Locate each line in the items below that contains the string "give" and copy those lines. Matching is case-sensitive.

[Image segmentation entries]
--- start ---
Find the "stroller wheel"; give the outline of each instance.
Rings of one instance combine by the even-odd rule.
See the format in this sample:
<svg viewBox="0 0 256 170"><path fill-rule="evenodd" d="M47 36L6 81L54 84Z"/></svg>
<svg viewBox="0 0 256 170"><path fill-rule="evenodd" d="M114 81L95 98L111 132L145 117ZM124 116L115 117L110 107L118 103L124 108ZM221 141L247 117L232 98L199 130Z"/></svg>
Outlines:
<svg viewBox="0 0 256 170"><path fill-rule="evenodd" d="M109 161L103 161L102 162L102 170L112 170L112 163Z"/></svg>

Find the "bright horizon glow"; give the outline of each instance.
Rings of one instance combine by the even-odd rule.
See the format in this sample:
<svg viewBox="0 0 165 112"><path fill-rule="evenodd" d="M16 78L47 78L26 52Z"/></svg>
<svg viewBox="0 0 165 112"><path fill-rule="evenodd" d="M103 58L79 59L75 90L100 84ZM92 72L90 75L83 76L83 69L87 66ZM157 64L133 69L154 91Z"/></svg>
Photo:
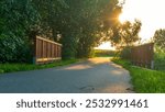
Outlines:
<svg viewBox="0 0 165 112"><path fill-rule="evenodd" d="M154 36L156 30L165 29L164 11L165 0L125 0L119 20L121 22L140 20L142 27L139 35L142 38L142 43L145 43ZM99 48L102 49L111 48L108 45L100 46Z"/></svg>
<svg viewBox="0 0 165 112"><path fill-rule="evenodd" d="M122 1L122 0L120 0ZM140 37L150 41L156 30L165 29L165 0L125 0L121 22L138 19L142 22Z"/></svg>

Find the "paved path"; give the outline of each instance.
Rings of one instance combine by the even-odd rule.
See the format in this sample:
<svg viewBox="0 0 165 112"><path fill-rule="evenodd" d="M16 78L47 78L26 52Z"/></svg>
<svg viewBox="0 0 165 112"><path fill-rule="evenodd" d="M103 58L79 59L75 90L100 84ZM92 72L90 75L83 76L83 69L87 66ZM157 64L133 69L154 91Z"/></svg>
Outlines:
<svg viewBox="0 0 165 112"><path fill-rule="evenodd" d="M127 93L130 75L109 58L92 58L70 66L0 75L6 93Z"/></svg>

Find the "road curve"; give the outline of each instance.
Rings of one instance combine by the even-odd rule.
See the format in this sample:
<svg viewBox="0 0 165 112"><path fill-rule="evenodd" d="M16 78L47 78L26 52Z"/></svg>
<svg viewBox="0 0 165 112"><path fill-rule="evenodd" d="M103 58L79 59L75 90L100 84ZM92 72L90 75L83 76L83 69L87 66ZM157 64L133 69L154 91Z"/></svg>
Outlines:
<svg viewBox="0 0 165 112"><path fill-rule="evenodd" d="M0 75L0 93L128 93L129 71L107 57L65 67Z"/></svg>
--- end ---
* _Answer to the problem_:
Find the "stroller wheel"; give the outline of each instance.
Find the "bright horizon glow"; give the outline of each instance.
Find the "paved path"; give the outline of each instance.
Find the "road curve"; give the outline of each instance.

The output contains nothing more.